## Document segment
** Start **

Schmidt—a solo artist in his own right who studied with Karlheinz Stockhausen, John Cage, and György Ligeti—phoned from his home in Germany to kick around all things Can.

 

I want to start with the level of intuition, improvisation, and exactitude that was Can in a live setting. By the time you get to 1975, describe what sort of well-oiled machine Can was, and how the band maintained and provoked risk.

“Risk” is a very good word for what we did. The key, because we risked going on stage, always, without knowing what we were going to play. We came on stage and reacted to the atmosphere of the room, of the crowd, the ambience of the scene, and the lights. Of course, to each other. All spontaneously together. That, of course, is a risk, because…if you don’t have a set of songs, you invent. 

You create something fresh. That clicks, and sometimes it doesn’t.

Yes, sometimes it does not click with the public. Or even our members. But, when it does, it’s totally different. We had a long time of being together, knowing each other, and playing together.

** End **

## Contour labeling entries

** Start **

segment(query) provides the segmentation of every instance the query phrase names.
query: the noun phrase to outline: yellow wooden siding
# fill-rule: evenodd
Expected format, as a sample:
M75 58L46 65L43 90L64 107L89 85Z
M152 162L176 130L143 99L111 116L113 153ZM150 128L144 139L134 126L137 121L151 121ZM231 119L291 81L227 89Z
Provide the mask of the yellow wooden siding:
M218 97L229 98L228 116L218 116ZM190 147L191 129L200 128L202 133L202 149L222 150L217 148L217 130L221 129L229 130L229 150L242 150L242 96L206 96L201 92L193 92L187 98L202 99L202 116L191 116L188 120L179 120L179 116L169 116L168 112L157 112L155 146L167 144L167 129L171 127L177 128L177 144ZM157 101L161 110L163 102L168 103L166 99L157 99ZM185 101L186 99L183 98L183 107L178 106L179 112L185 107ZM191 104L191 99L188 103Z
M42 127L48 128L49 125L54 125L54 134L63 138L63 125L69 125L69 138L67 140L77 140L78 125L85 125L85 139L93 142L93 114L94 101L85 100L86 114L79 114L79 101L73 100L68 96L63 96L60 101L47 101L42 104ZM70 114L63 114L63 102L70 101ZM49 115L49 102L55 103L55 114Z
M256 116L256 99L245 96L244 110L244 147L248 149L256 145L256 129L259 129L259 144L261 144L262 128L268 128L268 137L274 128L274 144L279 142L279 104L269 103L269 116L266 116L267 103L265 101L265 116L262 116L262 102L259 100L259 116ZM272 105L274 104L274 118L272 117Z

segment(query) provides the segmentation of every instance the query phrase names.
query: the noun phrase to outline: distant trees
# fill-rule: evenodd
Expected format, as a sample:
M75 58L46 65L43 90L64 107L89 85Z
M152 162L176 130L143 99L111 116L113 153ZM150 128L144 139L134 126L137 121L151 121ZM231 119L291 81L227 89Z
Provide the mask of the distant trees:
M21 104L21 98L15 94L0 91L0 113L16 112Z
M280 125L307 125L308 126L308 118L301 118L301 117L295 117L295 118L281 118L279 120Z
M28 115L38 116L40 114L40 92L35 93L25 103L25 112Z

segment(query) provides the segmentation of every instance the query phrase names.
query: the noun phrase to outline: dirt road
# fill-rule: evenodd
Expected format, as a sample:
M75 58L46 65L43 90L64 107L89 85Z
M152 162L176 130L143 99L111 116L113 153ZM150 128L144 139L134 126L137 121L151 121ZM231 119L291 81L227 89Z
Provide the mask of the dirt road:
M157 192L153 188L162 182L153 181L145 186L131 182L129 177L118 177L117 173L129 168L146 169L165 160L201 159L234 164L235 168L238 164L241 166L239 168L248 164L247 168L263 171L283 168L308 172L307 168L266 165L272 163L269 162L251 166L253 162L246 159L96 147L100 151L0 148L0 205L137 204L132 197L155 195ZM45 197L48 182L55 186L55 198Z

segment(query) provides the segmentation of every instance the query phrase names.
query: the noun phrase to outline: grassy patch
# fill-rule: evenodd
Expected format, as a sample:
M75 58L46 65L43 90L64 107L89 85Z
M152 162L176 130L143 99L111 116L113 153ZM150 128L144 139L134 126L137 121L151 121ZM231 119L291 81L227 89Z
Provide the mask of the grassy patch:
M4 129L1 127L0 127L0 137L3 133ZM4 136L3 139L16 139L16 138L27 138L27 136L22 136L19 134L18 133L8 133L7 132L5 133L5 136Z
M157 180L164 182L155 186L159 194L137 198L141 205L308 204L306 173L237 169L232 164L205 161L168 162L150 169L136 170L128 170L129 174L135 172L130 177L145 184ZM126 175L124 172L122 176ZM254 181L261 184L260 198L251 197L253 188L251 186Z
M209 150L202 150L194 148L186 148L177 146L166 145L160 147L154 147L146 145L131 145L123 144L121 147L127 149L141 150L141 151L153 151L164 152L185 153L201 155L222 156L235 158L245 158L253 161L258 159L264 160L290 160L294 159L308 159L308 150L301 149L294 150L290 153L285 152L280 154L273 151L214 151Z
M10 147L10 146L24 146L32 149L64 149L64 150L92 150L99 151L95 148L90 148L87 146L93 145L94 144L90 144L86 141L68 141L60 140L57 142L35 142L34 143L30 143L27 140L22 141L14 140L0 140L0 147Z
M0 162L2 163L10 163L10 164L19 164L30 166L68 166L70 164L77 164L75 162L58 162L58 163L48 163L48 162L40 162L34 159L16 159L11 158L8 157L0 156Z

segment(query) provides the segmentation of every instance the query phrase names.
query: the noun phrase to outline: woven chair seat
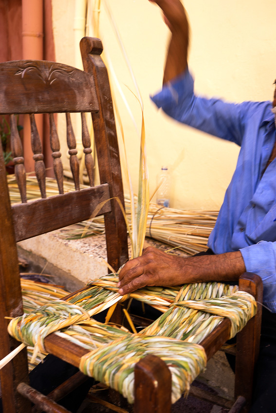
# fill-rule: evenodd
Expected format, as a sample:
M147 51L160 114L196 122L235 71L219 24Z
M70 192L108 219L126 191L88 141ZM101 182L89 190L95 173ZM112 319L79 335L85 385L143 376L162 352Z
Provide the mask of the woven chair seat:
M118 391L130 403L134 401L134 366L154 354L171 372L174 403L187 394L190 383L205 368L206 357L199 343L225 317L231 320L234 337L257 310L254 297L236 286L209 282L148 287L122 297L117 292L118 280L114 274L93 281L66 301L55 300L14 319L9 332L35 347L33 359L44 351L43 339L53 331L87 349L80 370ZM91 319L128 298L158 309L160 316L137 334Z

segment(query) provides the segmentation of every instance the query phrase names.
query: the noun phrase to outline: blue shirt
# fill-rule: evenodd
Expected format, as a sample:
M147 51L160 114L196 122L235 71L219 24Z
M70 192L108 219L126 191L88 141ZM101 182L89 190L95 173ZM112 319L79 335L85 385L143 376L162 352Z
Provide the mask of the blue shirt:
M208 242L215 254L239 250L258 274L264 304L276 312L276 158L271 102L232 103L195 96L188 69L152 98L180 122L240 147L237 167Z

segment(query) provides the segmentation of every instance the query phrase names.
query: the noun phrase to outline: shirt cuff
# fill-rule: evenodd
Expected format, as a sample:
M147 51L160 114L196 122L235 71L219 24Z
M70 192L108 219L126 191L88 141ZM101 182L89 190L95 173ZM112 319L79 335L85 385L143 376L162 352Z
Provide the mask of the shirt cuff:
M150 96L157 107L165 112L183 103L186 98L190 99L194 92L194 80L188 68L180 76L166 83L162 89Z

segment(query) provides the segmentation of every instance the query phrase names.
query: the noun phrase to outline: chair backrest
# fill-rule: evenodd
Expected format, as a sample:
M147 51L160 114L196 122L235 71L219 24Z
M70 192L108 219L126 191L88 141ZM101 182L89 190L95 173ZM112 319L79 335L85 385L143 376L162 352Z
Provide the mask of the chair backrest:
M2 332L6 331L7 326L4 316L14 317L22 311L17 241L104 214L109 263L116 271L128 259L126 226L115 199L118 198L124 205L112 100L107 72L100 57L102 46L98 39L84 37L80 47L84 71L45 61L0 64L0 115L10 116L15 173L22 200L21 204L10 205L0 147L0 328ZM67 193L63 193L63 167L54 117L55 113L61 112L66 119L67 144L75 186L75 191ZM81 190L72 112L79 112L81 116L85 165L91 187ZM93 160L86 121L87 112L92 114L94 129L101 182L97 187L93 186ZM35 117L37 113L48 114L49 118L50 142L59 191L59 195L50 198L46 195L45 166ZM30 116L30 138L41 195L41 199L33 201L27 201L24 155L16 116L19 114ZM5 335L3 332L0 339L1 358L14 346L13 341ZM15 362L18 363L18 361ZM26 365L16 368L25 371ZM2 392L7 391L5 376L12 375L11 369L8 365L1 371ZM19 379L25 374L21 374Z

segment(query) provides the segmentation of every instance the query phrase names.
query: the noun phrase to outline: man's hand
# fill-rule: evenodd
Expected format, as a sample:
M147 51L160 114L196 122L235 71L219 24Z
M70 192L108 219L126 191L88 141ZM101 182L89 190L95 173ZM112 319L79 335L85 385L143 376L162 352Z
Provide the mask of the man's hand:
M245 271L239 251L181 257L148 247L128 261L119 275L119 293L128 294L146 286L168 286L210 281L237 281Z
M119 275L120 294L146 285L169 286L182 283L184 258L148 247L143 255L129 261Z

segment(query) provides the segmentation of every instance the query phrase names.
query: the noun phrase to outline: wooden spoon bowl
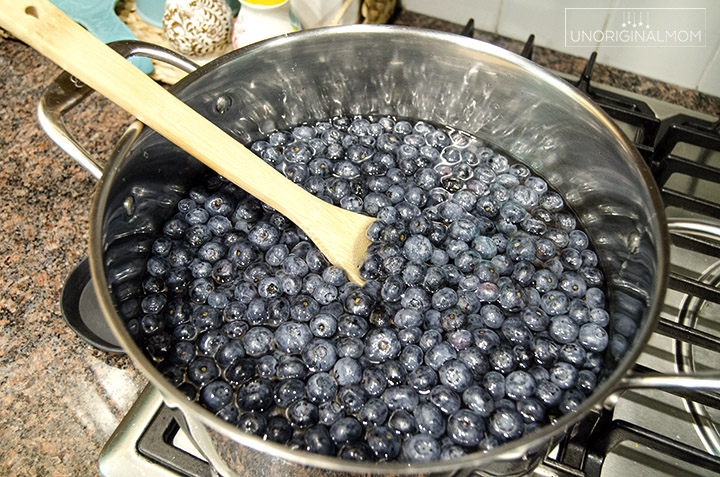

** End **

## Task statement
Output the passage of the Can interview verbatim, from "I want to start" up to and including "sometimes it doesn’t.".

## Exercise output
I want to start with the level of intuition, improvisation, and exactitude that was Can in a live setting. By the time you get to 1975, describe what sort of well-oiled machine Can was, and how the band maintained and provoked risk.

“Risk” is a very good word for what we did. The key, because we risked going on stage, always, without knowing what we were going to play. We came on stage and reacted to the atmosphere of the room, of the crowd, the ambience of the scene, and the lights. Of course, to each other. All spontaneously together. That, of course, is a risk, because…if you don’t have a set of songs, you invent. 

You create something fresh. That clicks, and sometimes it doesn’t.